**Task prompt:**
Write each line word for word, from the line that contains "Keypoint placement: for each instance of the powder" through the last line of the material below.

- Opening Delimiter -

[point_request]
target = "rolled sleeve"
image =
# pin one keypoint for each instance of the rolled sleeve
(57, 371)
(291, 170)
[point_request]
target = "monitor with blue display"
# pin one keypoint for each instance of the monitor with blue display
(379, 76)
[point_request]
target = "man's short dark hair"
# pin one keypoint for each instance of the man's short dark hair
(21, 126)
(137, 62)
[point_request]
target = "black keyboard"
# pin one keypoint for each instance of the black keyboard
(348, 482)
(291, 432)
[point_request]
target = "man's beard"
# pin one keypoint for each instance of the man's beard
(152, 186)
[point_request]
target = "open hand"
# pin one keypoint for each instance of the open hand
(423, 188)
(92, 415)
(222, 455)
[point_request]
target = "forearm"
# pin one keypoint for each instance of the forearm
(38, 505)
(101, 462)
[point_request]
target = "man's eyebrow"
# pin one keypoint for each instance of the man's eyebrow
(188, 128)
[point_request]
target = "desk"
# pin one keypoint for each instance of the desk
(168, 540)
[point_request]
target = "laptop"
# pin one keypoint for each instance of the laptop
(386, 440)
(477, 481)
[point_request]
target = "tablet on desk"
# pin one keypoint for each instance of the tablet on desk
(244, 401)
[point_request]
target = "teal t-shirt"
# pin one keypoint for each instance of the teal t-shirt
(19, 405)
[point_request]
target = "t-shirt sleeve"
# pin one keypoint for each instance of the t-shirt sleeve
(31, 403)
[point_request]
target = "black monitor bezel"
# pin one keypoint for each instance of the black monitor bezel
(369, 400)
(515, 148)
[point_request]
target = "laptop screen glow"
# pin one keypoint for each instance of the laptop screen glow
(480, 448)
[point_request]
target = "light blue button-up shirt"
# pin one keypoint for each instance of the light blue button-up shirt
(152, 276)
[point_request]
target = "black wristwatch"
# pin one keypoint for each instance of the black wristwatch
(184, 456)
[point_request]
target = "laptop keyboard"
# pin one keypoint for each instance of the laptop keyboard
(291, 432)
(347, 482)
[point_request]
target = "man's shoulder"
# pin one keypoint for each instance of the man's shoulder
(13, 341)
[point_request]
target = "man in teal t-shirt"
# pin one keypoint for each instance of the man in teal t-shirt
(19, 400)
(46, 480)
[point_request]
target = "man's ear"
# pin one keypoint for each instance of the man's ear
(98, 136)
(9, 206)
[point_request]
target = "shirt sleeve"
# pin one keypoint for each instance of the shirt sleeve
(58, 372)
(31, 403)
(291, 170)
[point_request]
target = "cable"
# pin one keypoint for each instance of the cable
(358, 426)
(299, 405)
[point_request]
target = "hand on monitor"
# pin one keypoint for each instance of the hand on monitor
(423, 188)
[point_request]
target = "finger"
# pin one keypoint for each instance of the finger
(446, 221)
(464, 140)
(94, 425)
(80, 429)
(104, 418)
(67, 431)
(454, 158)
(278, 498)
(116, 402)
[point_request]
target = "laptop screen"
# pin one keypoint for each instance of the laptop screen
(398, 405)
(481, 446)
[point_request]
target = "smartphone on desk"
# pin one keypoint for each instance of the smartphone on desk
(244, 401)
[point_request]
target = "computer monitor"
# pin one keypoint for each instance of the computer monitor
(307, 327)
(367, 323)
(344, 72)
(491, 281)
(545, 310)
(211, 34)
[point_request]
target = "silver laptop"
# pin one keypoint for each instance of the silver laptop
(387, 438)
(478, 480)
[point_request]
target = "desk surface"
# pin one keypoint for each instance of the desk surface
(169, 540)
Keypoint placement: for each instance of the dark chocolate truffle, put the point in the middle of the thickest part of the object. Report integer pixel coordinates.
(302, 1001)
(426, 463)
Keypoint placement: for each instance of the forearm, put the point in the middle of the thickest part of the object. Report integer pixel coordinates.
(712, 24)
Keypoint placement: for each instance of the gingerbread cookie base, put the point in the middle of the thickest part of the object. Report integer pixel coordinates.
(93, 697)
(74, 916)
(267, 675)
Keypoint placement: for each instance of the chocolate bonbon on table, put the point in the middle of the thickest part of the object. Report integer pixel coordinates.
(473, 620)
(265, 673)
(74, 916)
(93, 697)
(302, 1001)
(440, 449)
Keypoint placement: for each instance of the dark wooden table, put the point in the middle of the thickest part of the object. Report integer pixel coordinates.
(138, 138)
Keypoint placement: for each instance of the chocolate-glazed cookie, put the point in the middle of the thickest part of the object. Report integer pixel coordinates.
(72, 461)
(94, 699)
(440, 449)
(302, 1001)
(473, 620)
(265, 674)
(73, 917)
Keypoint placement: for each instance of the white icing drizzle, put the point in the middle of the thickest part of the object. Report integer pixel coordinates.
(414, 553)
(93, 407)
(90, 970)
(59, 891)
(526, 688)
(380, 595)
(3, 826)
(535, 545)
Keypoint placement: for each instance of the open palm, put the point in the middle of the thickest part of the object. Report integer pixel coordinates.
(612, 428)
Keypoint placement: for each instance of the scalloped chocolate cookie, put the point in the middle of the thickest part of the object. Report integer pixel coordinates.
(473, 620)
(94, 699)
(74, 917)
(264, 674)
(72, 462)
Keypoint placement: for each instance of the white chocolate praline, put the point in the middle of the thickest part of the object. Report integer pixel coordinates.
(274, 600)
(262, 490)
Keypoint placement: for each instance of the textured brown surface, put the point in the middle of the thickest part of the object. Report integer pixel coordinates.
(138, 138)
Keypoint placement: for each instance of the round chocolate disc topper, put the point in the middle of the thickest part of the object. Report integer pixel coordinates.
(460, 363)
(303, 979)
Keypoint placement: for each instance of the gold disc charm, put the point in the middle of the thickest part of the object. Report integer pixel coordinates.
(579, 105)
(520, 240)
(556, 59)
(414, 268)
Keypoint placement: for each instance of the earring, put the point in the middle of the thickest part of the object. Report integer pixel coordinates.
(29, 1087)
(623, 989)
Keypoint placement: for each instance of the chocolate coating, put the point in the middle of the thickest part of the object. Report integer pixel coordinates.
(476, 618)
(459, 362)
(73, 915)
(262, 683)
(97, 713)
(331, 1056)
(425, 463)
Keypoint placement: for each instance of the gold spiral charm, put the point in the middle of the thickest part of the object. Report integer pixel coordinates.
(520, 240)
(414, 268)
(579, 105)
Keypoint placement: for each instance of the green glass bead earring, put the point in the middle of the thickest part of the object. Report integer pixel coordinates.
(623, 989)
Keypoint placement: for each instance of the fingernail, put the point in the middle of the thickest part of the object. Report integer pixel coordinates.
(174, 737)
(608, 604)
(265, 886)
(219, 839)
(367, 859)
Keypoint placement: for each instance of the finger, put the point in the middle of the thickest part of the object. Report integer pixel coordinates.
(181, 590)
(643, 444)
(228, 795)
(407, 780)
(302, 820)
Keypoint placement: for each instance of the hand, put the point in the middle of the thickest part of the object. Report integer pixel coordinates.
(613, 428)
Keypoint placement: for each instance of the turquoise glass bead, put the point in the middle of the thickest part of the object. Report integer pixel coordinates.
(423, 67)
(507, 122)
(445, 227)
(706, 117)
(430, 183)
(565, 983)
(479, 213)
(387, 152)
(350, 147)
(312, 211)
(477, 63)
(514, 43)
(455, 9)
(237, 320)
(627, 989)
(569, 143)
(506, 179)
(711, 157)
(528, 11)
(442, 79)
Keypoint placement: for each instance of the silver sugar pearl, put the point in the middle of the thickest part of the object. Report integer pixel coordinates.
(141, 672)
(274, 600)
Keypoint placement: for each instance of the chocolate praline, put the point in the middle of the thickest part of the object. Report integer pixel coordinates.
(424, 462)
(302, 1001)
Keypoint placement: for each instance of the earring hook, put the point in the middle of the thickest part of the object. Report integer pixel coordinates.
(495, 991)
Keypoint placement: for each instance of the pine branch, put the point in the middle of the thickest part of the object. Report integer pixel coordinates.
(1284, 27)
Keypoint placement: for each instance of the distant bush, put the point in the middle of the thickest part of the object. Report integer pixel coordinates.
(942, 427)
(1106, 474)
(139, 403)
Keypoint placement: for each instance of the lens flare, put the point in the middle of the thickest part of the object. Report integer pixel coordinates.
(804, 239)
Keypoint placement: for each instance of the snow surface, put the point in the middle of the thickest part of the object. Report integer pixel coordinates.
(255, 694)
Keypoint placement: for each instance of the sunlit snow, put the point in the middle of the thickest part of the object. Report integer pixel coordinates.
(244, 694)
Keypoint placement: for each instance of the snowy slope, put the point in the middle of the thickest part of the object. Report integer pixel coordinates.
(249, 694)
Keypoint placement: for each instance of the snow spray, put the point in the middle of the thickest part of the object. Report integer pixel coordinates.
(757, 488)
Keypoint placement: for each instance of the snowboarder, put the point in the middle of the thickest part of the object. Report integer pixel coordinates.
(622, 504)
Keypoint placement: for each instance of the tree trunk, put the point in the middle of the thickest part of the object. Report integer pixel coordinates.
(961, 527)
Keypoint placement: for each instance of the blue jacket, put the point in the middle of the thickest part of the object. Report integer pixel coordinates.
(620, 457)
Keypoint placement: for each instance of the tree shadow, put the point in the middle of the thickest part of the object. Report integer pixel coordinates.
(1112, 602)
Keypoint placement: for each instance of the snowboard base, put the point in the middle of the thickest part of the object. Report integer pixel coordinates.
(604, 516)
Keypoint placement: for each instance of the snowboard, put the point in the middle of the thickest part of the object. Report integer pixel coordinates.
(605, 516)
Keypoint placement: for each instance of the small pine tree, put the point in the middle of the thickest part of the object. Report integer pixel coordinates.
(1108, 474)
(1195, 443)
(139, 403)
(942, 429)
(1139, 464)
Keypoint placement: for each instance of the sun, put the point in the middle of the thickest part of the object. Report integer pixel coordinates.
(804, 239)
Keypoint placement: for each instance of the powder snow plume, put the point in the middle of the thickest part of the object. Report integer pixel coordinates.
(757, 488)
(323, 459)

- Closing Delimiter -

**Written reply:**
Keypoint placement: for each instance of the powder snow plume, put the point in the middle of the thickest part of the object. Report integer pixel coordinates.
(757, 488)
(323, 459)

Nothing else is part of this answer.